Record excerpts
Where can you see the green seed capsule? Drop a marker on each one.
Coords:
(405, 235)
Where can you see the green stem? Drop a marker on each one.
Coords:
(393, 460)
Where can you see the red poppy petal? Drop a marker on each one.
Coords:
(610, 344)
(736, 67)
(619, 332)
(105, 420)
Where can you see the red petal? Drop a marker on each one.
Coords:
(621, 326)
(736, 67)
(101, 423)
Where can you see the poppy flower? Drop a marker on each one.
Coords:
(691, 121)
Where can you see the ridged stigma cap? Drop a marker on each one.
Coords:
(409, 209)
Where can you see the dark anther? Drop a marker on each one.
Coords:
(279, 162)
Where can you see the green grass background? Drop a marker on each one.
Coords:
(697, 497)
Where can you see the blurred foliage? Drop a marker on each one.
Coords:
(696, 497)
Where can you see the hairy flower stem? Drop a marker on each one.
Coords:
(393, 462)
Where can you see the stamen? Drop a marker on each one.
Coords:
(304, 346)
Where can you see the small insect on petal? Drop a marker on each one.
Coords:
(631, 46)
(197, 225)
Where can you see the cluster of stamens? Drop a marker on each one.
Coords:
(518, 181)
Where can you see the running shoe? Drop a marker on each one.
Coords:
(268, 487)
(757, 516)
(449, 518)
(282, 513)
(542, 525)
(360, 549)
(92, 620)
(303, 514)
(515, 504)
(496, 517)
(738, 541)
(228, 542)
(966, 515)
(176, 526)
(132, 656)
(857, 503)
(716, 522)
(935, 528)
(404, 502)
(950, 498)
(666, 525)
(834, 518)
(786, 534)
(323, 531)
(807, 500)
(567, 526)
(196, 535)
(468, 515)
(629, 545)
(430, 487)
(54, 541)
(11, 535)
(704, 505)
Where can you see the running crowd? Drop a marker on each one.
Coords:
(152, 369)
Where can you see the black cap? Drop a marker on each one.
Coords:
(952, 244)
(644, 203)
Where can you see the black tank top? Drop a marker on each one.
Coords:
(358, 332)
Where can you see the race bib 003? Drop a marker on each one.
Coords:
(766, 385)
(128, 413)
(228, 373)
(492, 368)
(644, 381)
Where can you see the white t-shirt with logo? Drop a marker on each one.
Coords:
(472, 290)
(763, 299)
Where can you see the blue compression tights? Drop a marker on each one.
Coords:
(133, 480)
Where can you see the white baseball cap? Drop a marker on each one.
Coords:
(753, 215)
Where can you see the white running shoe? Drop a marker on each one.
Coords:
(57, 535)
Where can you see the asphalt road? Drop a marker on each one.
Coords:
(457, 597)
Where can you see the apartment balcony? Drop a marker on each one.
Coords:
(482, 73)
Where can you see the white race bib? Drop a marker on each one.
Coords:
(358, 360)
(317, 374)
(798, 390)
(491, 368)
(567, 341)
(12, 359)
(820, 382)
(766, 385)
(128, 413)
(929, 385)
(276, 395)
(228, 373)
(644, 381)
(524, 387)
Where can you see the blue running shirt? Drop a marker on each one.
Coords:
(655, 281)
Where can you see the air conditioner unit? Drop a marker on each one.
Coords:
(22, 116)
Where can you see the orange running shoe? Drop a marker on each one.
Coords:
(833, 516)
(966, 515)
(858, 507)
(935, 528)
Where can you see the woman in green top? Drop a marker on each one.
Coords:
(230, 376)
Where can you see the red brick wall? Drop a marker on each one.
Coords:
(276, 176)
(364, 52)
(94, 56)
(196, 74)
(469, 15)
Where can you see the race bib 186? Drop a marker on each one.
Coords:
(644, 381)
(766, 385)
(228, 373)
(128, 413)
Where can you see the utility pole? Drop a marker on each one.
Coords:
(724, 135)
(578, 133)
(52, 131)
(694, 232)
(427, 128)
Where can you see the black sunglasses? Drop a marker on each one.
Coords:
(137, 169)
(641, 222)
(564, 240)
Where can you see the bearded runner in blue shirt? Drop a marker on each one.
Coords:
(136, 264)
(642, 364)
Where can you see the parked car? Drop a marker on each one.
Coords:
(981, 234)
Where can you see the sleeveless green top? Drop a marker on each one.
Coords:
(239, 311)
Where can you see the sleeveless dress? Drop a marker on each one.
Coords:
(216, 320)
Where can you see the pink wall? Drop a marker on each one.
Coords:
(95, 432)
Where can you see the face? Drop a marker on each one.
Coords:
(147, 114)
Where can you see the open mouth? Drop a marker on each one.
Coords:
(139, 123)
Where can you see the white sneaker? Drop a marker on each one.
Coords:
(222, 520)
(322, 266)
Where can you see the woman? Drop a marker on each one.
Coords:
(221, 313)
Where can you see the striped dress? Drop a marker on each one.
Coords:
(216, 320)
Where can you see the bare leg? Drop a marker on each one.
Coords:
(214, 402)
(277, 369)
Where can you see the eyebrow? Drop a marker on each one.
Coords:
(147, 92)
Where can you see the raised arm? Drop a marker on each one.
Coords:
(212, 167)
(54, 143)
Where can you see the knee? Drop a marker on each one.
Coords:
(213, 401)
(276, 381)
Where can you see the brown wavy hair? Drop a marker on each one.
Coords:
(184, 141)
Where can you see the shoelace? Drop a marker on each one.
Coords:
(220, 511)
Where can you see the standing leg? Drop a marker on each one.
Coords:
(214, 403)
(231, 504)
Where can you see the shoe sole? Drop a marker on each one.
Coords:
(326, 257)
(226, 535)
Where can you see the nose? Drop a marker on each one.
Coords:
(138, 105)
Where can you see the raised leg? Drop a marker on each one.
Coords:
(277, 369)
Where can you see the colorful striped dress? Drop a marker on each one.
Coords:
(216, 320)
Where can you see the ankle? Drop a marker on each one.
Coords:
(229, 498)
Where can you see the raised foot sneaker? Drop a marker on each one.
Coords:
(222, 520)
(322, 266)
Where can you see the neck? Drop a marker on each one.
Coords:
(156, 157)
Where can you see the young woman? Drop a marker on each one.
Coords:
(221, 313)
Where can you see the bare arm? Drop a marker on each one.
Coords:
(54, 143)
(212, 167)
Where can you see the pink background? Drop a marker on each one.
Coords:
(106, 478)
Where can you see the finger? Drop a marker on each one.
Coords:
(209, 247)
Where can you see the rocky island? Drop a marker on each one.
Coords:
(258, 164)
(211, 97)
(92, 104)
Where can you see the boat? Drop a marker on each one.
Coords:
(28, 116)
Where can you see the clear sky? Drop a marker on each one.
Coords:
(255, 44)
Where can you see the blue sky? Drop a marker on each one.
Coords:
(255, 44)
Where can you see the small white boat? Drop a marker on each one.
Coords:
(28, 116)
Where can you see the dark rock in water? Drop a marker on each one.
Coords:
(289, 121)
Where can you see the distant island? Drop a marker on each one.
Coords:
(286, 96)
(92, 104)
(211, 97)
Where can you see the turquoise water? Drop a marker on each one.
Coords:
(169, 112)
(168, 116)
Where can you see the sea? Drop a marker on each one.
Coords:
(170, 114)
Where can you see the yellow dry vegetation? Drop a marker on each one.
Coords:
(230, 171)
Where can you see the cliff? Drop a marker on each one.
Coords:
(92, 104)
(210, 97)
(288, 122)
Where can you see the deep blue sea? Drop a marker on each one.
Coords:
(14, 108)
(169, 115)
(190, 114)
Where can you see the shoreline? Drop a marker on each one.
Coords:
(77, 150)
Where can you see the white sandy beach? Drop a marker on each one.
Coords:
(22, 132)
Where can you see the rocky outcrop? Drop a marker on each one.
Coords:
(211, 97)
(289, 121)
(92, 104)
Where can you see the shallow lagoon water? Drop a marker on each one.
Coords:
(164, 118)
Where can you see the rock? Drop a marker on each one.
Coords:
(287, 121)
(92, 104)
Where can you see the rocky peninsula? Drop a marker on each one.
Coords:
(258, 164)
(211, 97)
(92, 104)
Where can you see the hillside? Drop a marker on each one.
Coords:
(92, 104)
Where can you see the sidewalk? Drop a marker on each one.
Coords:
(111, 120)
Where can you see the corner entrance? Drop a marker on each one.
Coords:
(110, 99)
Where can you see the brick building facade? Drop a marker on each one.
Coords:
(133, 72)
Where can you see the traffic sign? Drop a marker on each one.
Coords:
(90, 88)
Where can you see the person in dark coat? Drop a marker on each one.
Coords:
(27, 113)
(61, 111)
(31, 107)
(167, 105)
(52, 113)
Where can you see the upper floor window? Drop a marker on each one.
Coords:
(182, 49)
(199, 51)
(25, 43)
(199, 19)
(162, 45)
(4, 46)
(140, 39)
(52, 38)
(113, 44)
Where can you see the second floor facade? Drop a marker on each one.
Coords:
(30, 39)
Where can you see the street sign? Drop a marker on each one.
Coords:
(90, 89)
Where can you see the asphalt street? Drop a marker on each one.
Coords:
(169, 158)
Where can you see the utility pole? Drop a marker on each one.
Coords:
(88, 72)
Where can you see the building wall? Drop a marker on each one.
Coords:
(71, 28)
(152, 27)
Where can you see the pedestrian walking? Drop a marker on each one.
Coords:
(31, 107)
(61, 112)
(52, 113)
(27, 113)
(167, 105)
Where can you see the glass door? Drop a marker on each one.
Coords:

Try it
Starting with the first line of the listing above, copy each line exactly until you have copied the line containing "Where can you see the running shoe?". Stop there.

Response to this exercise
Where can you see the green seed capsule? Drop a marker on each one.
Coords:
(405, 235)
Where can you see the green stem? Drop a marker on each one.
Coords:
(393, 460)
Where can you see the red poppy petal? Drop a marker on each one.
Coords:
(610, 344)
(736, 67)
(619, 332)
(105, 420)
Where can you see the red petal? Drop a marker on each one.
Coords:
(621, 326)
(736, 67)
(101, 423)
Where can you see the poppy flower? Drop a marker on each one.
Coords:
(691, 121)
Where can you see the ridged stigma cap? Drop a marker on each one.
Coords:
(409, 209)
Where can you see the dark anther? Drop a marker on each one.
Coords:
(279, 162)
Where can you see the green grass background? Drop a marker on each one.
Coords:
(697, 497)
Where can you see the blurred foliage? Drop a marker on each one.
Coords:
(696, 497)
Where can you see the hairy flower stem? Drop a marker on each one.
Coords:
(393, 462)
Where can you see the stamen? Drop a marker on each one.
Coords:
(304, 346)
Where can you see the small insect on petal? Drop a marker on each one.
Coords:
(631, 46)
(197, 225)
Where can you see the cluster of stamens? Drop a marker on each one.
Coords:
(518, 181)
Where can you see the running shoe? Drop a marker on each one.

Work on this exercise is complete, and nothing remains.